===== 本文 =====
思えば母は昔から、医者や薬に頼らない人だった。戦前に生まれ、体も丈夫だったせいか、薬は重い病人のものと思っているらしい。私が小学生の頃には、風邪程度で病院に連れて行かれることは、まずなかった。
悪寒がして今夜あたり高熱が出そう…というときは、熱々のうどんとみかんと麦茶をたっぷり。熱めの風呂にサッと入り、首にタオルを巻いて寝かせられる。夜中に大量の汗をかき、翌朝はすっきり気分がよくなっていたものだ。
大人になってからはこんなこともあった。私が出産を控えた正月の三が日に、夫がインフルエンザになったのだ。当時タミフルなどの治療薬はまだなく、休日診療をしてくれた医師が切々と諭した。
「解熱剤で熱が下がっている間に卵かけご飯を食べ、体を清潔にしてひたすら眠ってください。薬でなく、自力で菌をやっつけるんですよ!」
知っているようで“目から鱗”だった。母がやっていたのもこれだ。すぐに母に電話をすると「生卵は消化に悪いから、うどんに卵を入れて煮なさい」とさらに指示が来た。
こんな母だから、言われるままに薬をのむことに抵抗があったのかもしれない。
でも今は、3種類とも必要な薬だ。4年前、サ高住への転居を機に、介護保険で服薬援助を導入した。毎日ヘルパーさんが服薬を確認してくれる。すると認知症の症状が落ち着いて生活意欲が増し、血圧も安定。新居の環境のよさも大いに影響していると思うが、母の健康の一端を支える薬の力を改めて感じるのだ。
=====
_指示_
上にある母と薬についての文章を、一字も変えずに全文抜き出してください。
===== 提供資料 =====
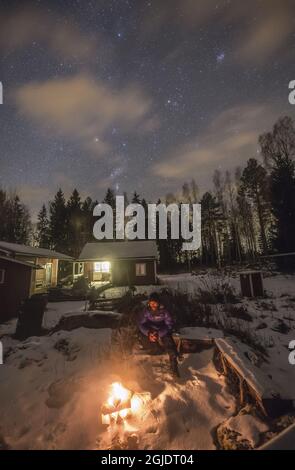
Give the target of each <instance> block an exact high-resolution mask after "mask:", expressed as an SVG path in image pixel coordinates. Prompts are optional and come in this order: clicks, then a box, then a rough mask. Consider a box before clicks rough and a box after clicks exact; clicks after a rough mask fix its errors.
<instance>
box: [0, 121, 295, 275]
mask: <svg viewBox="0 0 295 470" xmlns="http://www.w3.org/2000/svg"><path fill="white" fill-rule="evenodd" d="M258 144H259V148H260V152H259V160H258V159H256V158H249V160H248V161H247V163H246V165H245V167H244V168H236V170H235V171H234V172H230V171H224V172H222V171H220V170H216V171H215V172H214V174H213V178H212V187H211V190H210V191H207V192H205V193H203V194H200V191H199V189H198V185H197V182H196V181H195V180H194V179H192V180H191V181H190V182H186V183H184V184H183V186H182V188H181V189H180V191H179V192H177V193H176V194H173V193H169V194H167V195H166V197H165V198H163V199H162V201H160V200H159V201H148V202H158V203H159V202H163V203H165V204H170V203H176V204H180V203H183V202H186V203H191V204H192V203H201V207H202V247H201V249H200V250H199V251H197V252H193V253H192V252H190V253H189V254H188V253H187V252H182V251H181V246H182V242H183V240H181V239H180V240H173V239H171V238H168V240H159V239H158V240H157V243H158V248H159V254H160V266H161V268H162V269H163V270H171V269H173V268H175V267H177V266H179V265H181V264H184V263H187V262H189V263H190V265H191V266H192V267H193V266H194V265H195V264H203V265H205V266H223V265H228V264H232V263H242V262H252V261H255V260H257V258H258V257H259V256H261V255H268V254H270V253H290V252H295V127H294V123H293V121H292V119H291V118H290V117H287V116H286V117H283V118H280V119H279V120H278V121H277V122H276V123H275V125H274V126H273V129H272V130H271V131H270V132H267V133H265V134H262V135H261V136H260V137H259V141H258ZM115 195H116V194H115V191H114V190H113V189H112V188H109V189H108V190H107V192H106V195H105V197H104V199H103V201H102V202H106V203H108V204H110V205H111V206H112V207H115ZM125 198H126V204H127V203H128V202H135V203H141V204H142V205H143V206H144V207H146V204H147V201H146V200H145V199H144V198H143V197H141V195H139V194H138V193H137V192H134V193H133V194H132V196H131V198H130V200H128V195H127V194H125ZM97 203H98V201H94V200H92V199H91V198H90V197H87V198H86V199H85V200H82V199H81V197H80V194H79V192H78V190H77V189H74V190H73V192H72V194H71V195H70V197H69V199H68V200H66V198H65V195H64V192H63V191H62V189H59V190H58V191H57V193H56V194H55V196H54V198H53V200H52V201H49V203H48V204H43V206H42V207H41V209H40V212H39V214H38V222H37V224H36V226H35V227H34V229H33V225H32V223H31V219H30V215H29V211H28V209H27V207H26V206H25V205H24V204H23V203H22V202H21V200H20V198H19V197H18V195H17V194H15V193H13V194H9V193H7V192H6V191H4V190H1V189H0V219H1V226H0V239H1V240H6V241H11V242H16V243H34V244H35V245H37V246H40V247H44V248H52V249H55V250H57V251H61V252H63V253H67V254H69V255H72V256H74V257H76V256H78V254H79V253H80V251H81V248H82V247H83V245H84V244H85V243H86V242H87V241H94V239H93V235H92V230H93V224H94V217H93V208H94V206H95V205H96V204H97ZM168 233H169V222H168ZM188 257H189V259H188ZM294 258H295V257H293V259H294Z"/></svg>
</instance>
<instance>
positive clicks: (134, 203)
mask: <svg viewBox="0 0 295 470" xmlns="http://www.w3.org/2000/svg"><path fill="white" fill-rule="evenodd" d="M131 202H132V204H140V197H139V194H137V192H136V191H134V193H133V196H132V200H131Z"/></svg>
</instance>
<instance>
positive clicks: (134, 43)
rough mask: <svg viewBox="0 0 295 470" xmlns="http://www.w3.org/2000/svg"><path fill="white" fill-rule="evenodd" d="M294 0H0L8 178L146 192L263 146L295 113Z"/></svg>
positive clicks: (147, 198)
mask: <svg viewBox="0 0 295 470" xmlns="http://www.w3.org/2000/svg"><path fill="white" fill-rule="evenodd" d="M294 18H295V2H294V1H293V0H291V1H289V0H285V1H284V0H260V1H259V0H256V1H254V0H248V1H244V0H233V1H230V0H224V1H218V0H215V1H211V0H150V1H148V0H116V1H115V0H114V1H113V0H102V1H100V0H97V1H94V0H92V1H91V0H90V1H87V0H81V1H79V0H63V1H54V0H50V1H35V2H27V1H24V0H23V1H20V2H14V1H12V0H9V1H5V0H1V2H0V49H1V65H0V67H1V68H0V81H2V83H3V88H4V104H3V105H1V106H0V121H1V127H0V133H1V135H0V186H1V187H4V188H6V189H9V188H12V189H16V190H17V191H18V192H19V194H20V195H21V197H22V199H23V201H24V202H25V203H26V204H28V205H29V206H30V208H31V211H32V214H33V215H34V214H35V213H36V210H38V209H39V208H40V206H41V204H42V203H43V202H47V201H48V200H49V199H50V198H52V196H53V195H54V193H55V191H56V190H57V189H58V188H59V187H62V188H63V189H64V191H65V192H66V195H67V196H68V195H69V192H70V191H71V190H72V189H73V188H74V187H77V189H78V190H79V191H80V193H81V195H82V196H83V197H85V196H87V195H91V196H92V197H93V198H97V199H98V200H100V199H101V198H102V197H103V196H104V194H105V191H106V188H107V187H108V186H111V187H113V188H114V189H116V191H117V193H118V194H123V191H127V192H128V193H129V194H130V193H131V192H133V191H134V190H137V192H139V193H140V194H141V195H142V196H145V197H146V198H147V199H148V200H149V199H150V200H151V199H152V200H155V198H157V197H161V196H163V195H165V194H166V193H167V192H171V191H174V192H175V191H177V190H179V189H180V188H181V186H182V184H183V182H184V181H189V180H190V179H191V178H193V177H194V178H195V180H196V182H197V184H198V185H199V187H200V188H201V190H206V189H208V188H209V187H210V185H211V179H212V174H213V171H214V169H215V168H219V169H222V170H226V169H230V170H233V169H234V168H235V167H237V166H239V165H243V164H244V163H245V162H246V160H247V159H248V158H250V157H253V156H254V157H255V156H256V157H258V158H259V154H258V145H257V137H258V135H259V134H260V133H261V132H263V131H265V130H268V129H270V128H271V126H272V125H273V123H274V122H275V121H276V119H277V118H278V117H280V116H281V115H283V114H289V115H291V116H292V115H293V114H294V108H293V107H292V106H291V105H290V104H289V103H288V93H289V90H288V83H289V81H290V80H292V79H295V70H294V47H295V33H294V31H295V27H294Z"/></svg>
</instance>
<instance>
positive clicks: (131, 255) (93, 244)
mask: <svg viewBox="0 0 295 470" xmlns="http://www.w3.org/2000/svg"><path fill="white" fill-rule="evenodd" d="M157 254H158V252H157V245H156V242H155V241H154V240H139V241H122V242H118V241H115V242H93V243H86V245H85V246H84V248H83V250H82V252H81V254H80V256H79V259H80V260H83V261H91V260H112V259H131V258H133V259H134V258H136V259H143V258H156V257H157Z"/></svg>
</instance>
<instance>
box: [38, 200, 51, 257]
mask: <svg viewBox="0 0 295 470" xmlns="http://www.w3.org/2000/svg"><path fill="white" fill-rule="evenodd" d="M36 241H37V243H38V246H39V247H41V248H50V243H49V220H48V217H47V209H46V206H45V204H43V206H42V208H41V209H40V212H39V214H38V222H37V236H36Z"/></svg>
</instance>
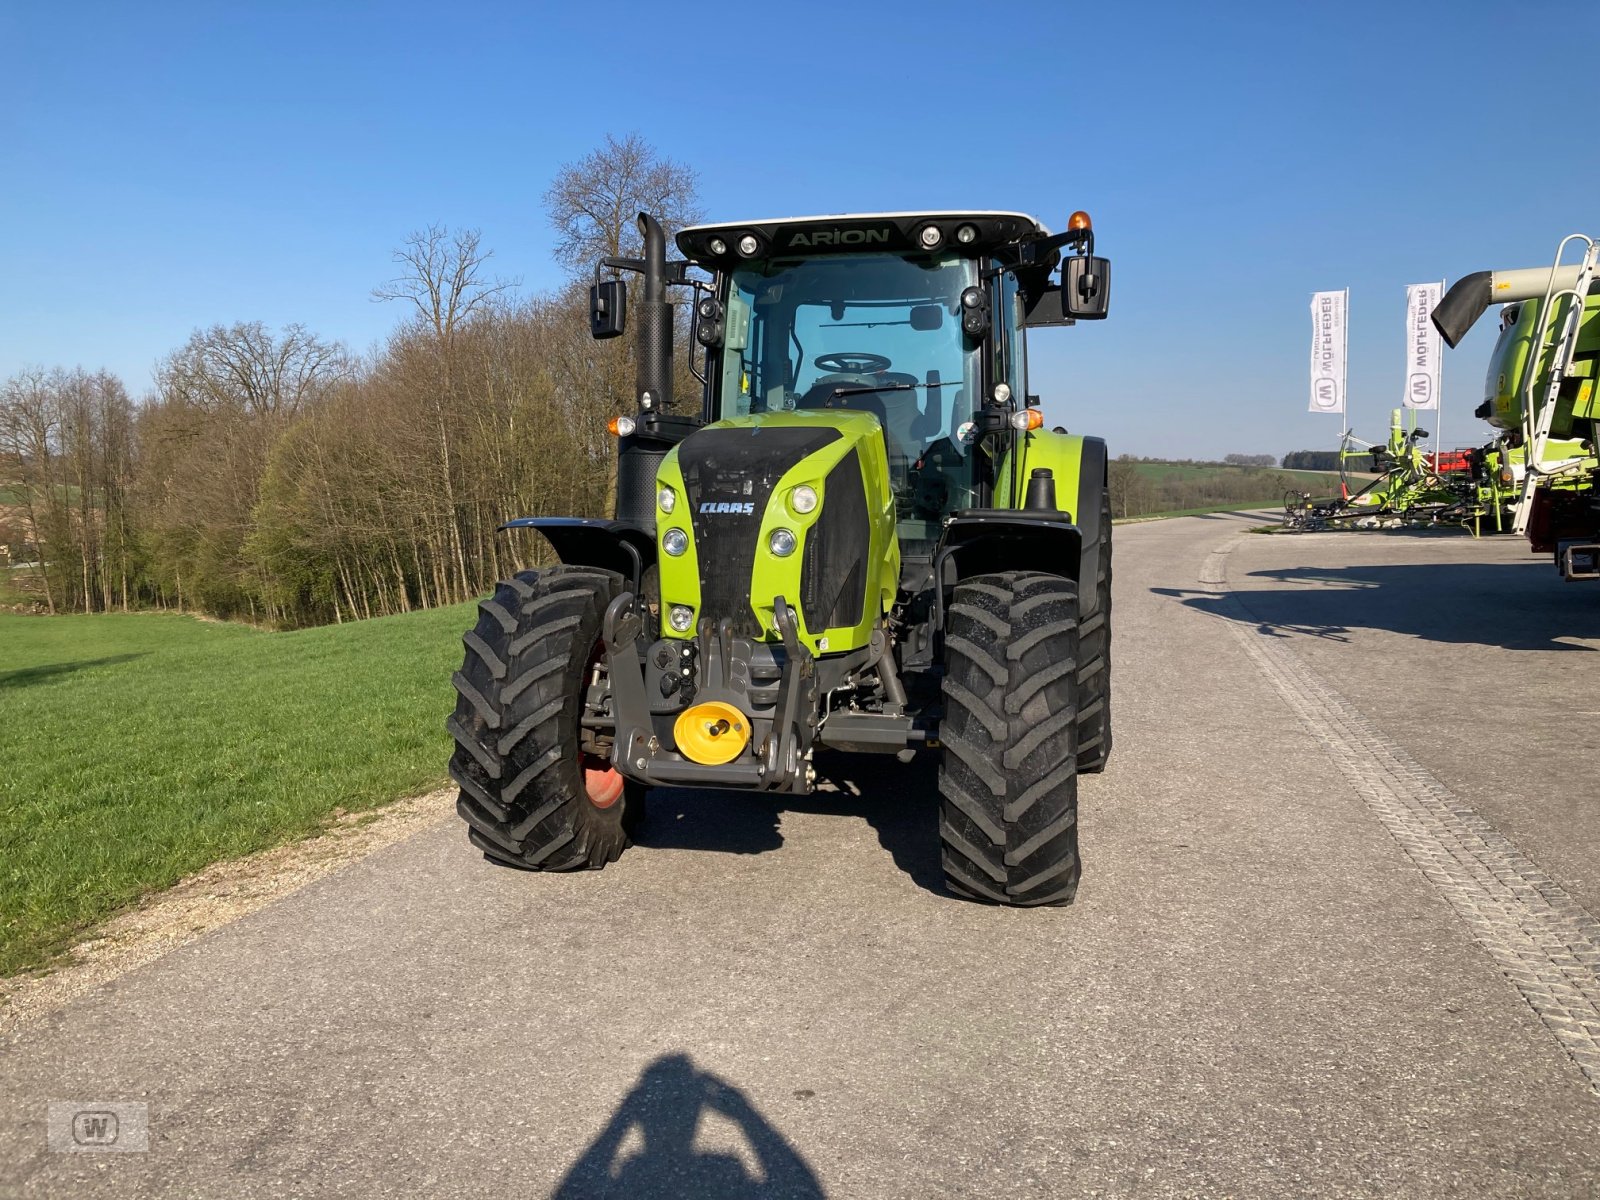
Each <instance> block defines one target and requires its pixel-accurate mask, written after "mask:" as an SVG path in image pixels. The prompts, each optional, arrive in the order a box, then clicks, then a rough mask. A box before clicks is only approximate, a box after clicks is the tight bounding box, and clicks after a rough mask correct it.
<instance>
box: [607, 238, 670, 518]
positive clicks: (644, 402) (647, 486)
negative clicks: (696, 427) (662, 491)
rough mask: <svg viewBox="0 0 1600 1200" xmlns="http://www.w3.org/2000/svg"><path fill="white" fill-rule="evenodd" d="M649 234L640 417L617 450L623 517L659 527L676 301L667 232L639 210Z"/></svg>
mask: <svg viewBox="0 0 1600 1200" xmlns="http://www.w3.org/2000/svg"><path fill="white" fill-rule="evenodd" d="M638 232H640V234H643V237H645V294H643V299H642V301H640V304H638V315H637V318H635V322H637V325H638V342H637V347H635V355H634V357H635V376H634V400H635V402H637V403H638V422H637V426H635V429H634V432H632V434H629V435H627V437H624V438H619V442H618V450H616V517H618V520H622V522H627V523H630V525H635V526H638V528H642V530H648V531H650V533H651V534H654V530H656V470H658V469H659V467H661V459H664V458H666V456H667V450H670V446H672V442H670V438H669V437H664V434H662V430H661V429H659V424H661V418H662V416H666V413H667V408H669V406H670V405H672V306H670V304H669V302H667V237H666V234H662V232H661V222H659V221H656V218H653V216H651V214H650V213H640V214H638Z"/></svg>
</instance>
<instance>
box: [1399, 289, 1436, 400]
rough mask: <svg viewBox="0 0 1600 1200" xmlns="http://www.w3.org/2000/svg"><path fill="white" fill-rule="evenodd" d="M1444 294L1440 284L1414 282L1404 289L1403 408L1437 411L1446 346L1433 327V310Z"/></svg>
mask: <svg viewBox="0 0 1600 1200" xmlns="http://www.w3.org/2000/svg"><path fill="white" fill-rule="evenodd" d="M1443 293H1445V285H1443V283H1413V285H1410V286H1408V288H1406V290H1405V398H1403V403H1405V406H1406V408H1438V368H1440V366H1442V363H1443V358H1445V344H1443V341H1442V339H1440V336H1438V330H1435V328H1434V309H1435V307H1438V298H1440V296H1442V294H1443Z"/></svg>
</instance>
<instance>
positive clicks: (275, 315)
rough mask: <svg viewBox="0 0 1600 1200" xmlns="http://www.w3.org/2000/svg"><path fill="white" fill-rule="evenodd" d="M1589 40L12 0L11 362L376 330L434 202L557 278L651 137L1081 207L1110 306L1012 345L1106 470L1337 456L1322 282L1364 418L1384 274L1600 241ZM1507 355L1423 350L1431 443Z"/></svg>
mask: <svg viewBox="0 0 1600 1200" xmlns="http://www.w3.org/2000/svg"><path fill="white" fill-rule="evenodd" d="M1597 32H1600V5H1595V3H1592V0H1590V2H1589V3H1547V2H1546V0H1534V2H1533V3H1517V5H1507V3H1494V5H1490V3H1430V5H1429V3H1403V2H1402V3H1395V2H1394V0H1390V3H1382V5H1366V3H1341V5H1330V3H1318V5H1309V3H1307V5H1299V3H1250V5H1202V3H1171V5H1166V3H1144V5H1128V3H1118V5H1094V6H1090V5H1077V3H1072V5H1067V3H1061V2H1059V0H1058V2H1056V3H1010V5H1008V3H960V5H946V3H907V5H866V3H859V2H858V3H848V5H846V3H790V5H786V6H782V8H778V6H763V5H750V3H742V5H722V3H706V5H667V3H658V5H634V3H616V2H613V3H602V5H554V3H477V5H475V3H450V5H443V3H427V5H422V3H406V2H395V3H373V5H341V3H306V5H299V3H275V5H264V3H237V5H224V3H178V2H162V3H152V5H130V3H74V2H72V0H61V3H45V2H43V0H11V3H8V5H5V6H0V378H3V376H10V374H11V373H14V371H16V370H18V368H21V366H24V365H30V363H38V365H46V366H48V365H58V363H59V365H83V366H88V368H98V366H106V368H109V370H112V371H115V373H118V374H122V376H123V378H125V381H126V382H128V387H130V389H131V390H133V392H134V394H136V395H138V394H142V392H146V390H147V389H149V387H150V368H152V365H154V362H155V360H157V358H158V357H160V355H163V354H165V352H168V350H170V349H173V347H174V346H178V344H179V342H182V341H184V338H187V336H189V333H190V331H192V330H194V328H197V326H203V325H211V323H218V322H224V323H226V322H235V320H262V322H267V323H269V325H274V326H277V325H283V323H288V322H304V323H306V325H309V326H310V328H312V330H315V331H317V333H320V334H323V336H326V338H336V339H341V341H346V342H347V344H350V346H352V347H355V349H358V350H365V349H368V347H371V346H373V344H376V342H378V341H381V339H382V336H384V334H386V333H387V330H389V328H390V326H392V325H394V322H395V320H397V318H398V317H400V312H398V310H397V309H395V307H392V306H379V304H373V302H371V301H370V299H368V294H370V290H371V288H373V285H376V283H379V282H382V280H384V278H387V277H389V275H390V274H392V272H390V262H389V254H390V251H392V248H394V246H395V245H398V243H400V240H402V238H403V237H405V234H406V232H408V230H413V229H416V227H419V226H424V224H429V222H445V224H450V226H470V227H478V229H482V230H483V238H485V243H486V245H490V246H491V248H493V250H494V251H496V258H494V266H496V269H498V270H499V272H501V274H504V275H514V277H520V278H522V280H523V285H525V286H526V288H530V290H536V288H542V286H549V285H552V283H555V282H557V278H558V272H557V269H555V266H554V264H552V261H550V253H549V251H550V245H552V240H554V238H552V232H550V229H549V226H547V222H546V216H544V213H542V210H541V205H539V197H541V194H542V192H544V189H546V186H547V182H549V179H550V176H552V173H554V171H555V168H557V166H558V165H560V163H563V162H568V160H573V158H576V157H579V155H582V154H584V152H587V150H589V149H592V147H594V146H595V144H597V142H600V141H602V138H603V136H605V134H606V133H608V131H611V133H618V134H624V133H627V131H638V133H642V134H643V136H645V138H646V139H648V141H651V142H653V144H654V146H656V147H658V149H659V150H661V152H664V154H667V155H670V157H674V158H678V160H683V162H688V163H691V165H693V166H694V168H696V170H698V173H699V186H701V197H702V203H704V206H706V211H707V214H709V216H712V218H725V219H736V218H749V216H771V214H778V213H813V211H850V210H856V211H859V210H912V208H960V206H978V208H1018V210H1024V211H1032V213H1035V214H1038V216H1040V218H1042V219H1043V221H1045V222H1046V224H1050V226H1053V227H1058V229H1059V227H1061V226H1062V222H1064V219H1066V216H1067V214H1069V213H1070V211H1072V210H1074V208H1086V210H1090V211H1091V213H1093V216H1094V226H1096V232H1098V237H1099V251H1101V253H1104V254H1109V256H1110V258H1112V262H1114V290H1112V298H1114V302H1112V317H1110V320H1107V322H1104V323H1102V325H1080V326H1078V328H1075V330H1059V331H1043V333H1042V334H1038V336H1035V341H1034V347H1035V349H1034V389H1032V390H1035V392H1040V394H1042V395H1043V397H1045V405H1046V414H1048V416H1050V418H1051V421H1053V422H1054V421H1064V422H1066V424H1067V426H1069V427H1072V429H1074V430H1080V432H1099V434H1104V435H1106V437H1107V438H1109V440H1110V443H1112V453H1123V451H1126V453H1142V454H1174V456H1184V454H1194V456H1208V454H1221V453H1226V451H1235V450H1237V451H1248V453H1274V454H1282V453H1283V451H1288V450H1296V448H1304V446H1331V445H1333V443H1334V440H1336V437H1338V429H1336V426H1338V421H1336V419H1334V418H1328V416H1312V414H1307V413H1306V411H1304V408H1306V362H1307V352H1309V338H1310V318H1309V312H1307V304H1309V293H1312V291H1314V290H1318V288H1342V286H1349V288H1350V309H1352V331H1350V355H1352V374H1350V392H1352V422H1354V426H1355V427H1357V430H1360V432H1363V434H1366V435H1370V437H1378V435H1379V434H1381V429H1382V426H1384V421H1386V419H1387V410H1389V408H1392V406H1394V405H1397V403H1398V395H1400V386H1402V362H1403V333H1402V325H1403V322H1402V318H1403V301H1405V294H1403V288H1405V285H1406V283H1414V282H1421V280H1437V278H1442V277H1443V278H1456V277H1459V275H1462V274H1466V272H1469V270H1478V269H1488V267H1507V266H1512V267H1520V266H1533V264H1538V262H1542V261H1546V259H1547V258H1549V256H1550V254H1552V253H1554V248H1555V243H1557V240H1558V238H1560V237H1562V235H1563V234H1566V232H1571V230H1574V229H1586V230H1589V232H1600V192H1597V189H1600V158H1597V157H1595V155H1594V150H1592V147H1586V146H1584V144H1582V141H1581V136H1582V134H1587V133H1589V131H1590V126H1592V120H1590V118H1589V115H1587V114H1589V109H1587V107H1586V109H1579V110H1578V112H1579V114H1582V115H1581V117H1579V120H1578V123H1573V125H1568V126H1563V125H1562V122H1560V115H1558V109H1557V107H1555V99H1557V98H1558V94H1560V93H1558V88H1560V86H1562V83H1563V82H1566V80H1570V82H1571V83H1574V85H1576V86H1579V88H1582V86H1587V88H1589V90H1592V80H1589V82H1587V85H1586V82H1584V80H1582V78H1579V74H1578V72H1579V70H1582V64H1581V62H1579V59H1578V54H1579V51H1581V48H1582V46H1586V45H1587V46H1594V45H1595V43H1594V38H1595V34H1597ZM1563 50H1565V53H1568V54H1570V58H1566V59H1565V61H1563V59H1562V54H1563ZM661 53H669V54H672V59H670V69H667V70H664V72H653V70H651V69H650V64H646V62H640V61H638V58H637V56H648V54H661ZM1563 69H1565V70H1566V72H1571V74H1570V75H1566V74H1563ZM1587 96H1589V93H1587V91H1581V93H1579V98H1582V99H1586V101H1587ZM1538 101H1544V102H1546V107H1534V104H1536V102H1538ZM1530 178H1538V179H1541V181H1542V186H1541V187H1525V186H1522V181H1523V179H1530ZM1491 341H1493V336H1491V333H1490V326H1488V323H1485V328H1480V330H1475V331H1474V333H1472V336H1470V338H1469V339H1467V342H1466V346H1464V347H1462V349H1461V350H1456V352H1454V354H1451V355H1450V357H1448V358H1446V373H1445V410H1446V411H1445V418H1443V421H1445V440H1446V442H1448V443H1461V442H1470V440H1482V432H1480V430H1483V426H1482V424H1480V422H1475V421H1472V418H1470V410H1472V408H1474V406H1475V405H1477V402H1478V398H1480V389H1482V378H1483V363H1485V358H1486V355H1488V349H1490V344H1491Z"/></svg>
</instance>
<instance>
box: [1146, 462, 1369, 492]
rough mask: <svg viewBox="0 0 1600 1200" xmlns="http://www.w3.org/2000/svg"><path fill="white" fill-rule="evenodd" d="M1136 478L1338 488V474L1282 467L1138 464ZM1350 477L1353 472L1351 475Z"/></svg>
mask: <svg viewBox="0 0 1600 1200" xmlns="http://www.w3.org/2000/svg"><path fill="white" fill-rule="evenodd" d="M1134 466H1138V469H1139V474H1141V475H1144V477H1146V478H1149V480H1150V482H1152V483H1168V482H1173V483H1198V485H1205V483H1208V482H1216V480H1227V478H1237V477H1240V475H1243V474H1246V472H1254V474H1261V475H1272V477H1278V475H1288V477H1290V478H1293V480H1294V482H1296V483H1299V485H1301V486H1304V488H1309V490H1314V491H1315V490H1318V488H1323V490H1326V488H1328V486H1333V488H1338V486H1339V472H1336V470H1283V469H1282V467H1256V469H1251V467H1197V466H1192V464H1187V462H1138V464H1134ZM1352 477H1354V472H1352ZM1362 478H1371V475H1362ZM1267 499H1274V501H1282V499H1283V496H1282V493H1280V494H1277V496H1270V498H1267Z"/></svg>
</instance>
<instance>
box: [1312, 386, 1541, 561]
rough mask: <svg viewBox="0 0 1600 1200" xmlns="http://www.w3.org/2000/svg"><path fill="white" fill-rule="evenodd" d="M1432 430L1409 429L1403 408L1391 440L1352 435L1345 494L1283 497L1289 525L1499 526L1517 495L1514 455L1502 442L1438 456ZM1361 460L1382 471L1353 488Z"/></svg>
=====
_解答_
思えば母は昔から、医者や薬に頼らない人だった。戦前に生まれ、体も丈夫だったせいか、薬は重い病人のものと思っているらしい。私が小学生の頃には、風邪程度で病院に連れて行かれることは、まずなかった。
悪寒がして今夜あたり高熱が出そう…というときは、熱々のうどんとみかんと麦茶をたっぷり。熱めの風呂にサッと入り、首にタオルを巻いて寝かせられる。夜中に大量の汗をかき、翌朝はすっきり気分がよくなっていたものだ。
大人になってからはこんなこともあった。私が出産を控えた正月の三が日に、夫がインフルエンザになったのだ。当時タミフルなどの治療薬はまだなく、休日診療をしてくれた医師が切々と諭した。
「解熱剤で熱が下がっている間に卵かけご飯を食べ、体を清潔にしてひたすら眠ってください。薬でなく、自力で菌をやっつけるんですよ!」
知っているようで“目から鱗”だった。母がやっていたのもこれだ。すぐに母に電話をすると「生卵は消化に悪いから、うどんに卵を入れて煮なさい」とさらに指示が来た。
こんな母だから、言われるままに薬をのむことに抵抗があったのかもしれない。
でも今は、3種類とも必要な薬だ。4年前、サ高住への転居を機に、介護保険で服薬援助を導入した。毎日ヘルパーさんが服薬を確認してくれる。すると認知症の症状が落ち着いて生活意欲が増し、血圧も安定。新居の環境のよさも大いに影響していると思うが、母の健康の一端を支える薬の力を改めて感じるのだ。